→ **Collected data entries**:
- - - -

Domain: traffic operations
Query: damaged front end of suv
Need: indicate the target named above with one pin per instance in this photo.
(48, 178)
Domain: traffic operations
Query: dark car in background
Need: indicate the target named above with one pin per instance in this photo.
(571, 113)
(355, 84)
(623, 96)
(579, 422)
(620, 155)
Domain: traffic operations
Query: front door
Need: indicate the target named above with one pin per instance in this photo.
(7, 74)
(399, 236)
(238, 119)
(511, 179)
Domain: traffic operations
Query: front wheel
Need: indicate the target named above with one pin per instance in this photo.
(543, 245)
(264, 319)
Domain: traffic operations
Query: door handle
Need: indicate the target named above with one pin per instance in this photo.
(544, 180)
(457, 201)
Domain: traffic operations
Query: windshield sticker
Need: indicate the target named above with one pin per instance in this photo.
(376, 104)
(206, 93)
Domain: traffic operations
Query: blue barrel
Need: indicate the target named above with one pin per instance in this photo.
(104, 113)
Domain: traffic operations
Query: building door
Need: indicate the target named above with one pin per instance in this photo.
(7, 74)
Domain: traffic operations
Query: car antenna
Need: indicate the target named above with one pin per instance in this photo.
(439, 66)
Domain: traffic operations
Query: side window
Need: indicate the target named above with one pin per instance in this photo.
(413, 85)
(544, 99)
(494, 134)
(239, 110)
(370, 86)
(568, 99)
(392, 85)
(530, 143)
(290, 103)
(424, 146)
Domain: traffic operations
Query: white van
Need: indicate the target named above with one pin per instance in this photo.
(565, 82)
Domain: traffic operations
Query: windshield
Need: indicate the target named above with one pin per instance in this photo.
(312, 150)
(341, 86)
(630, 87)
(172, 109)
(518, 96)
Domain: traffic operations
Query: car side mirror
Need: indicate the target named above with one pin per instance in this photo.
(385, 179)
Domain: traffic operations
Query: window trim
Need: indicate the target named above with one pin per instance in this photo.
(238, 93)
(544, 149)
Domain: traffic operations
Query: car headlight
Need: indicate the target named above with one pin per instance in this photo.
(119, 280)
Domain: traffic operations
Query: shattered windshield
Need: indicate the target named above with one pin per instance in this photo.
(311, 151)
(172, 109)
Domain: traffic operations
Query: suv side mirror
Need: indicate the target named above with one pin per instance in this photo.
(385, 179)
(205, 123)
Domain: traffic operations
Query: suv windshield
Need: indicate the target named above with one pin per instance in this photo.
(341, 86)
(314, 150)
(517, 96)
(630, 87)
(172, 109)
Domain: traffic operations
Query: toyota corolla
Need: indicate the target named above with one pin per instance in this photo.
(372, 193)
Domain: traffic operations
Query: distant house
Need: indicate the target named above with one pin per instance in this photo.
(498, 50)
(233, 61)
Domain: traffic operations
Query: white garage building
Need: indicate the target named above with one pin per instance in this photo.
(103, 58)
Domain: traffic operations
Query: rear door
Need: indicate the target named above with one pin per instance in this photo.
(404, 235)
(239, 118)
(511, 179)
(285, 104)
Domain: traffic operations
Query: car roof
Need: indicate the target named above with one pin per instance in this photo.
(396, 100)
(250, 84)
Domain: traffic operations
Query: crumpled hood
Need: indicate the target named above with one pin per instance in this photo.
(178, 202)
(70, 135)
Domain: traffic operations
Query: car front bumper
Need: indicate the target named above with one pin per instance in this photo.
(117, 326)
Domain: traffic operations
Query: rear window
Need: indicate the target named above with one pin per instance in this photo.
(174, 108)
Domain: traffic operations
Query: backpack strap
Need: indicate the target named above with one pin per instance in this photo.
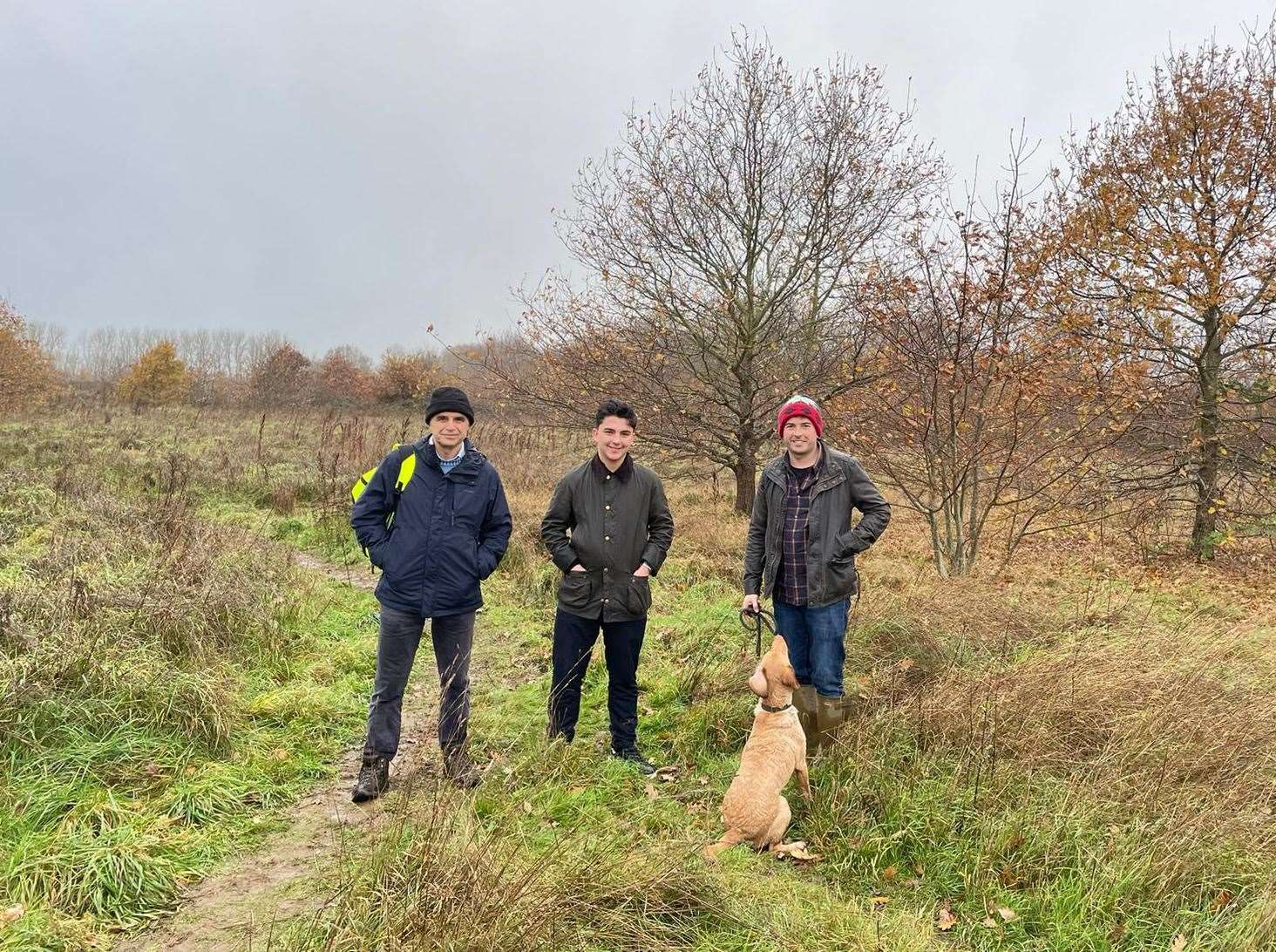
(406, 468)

- - - -

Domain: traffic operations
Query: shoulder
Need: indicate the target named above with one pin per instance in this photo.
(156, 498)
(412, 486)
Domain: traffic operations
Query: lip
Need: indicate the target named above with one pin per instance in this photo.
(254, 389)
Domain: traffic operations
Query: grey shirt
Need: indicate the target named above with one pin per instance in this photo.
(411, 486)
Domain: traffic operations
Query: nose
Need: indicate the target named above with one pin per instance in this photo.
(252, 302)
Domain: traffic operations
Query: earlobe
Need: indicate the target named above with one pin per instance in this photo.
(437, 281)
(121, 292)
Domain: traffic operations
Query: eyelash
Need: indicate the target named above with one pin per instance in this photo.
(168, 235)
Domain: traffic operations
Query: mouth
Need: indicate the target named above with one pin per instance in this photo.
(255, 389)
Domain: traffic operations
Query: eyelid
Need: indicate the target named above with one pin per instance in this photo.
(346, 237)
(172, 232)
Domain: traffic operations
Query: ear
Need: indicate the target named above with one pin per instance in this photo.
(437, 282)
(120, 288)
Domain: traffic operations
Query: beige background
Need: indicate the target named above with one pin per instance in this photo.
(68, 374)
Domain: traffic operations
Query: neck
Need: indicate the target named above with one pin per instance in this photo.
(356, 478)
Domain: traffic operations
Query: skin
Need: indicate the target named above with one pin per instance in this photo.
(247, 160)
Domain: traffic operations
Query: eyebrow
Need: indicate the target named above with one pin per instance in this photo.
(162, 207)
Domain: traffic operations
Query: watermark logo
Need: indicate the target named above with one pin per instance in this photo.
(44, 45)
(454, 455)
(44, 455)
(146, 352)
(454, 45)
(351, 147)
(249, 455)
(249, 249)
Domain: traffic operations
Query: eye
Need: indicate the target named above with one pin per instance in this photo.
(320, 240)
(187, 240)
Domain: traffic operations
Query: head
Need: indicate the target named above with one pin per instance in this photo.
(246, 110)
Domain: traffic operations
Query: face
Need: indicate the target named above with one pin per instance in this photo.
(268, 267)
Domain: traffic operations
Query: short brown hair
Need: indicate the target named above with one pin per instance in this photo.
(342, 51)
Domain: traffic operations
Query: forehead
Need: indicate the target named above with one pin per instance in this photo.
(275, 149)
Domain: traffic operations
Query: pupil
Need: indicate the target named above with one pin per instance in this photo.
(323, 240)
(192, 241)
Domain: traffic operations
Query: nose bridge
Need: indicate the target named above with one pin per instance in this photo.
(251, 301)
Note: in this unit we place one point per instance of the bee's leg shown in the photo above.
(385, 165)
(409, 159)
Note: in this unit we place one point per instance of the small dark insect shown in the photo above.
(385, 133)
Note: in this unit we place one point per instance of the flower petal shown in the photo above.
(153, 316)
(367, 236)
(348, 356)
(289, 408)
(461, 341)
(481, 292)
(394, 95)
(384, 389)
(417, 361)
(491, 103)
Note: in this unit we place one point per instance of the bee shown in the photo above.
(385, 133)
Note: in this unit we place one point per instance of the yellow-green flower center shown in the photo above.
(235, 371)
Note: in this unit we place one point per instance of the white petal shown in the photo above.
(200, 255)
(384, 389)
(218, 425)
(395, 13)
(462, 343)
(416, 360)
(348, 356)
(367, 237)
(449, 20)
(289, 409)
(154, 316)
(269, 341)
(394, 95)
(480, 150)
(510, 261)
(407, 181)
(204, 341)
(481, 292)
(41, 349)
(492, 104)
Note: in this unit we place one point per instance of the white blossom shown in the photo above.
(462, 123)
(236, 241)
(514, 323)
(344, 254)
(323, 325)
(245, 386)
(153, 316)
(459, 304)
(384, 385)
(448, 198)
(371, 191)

- - - -

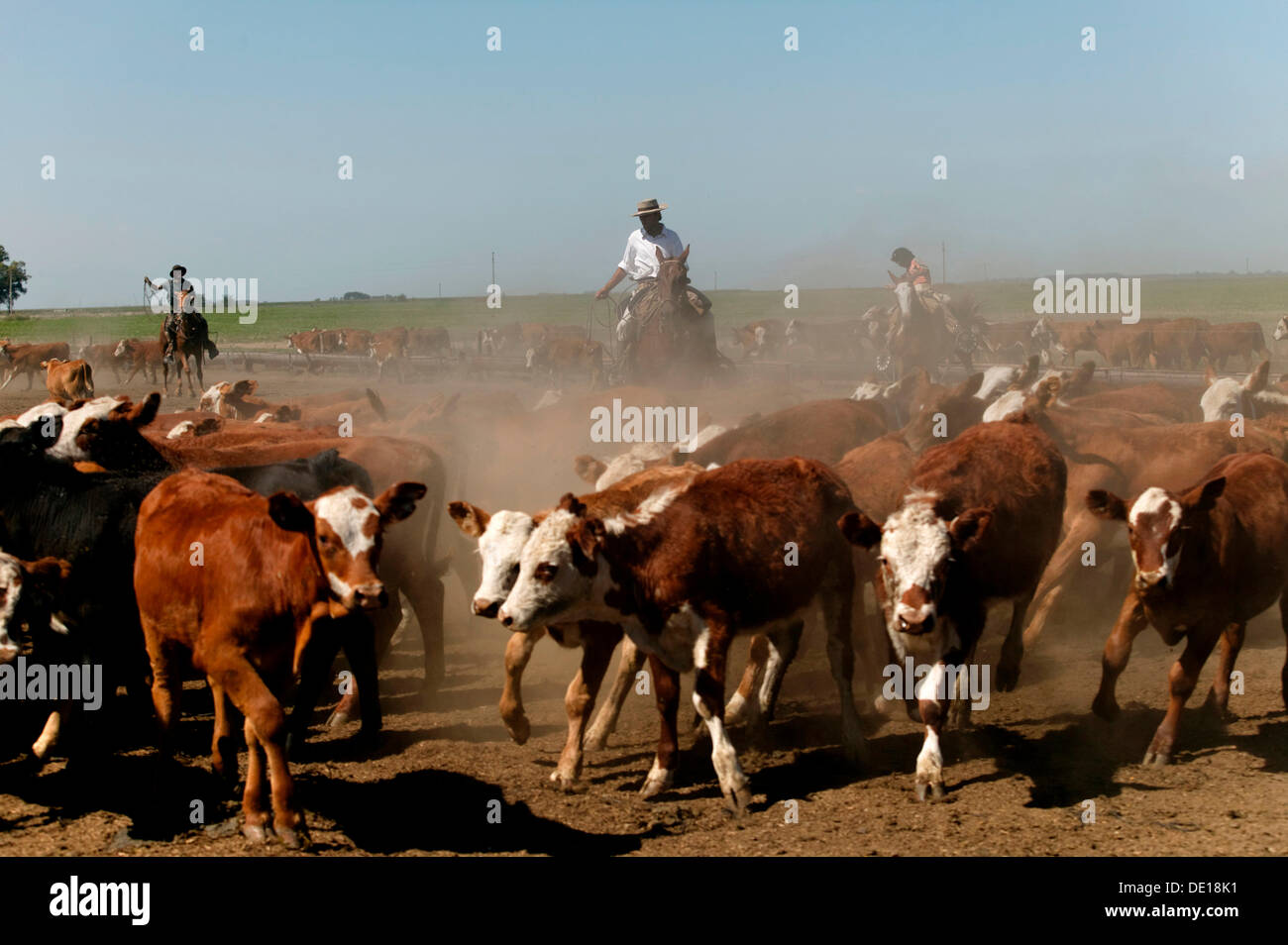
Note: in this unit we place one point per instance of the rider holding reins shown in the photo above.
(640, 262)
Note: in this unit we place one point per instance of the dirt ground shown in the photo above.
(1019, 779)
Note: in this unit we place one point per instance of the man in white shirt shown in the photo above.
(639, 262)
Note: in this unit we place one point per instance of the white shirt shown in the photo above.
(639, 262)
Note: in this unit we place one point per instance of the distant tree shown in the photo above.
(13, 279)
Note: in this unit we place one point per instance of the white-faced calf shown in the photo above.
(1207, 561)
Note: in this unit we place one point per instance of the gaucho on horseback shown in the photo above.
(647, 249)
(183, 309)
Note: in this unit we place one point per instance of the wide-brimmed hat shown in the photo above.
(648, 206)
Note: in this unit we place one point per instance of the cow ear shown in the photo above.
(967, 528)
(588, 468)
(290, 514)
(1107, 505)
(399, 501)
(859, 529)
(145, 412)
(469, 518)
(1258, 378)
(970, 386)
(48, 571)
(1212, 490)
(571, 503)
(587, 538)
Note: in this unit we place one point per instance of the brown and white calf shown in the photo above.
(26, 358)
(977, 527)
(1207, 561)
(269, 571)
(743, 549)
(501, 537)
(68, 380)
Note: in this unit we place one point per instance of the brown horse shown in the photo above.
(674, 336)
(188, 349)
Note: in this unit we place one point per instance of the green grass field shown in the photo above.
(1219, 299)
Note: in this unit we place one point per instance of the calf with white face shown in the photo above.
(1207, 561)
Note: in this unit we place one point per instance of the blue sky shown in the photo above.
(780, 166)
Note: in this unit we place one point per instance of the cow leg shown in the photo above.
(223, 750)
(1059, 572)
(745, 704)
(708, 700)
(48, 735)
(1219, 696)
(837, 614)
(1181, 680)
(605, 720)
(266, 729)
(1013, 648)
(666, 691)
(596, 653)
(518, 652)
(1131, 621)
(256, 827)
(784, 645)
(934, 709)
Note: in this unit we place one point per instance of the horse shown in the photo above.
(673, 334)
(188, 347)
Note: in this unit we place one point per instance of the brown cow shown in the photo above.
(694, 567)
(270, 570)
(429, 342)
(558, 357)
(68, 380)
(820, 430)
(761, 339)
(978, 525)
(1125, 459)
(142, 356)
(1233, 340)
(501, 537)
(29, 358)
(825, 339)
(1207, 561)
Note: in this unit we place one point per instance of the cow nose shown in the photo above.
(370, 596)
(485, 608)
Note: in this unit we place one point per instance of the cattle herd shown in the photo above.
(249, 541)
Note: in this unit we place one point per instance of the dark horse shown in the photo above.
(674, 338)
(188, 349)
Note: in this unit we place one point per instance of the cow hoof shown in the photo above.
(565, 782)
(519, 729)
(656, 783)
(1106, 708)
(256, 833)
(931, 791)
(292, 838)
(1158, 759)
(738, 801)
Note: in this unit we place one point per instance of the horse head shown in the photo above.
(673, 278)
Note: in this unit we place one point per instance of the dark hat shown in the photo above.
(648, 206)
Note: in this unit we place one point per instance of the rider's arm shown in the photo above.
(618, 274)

- - - -

→ **WHAT THIS TASK INVOLVES**:
From the entries, copy every line in which the word "building" occurs.

→ **EXERCISE ANSWER**:
Query: building door
Query: white garage building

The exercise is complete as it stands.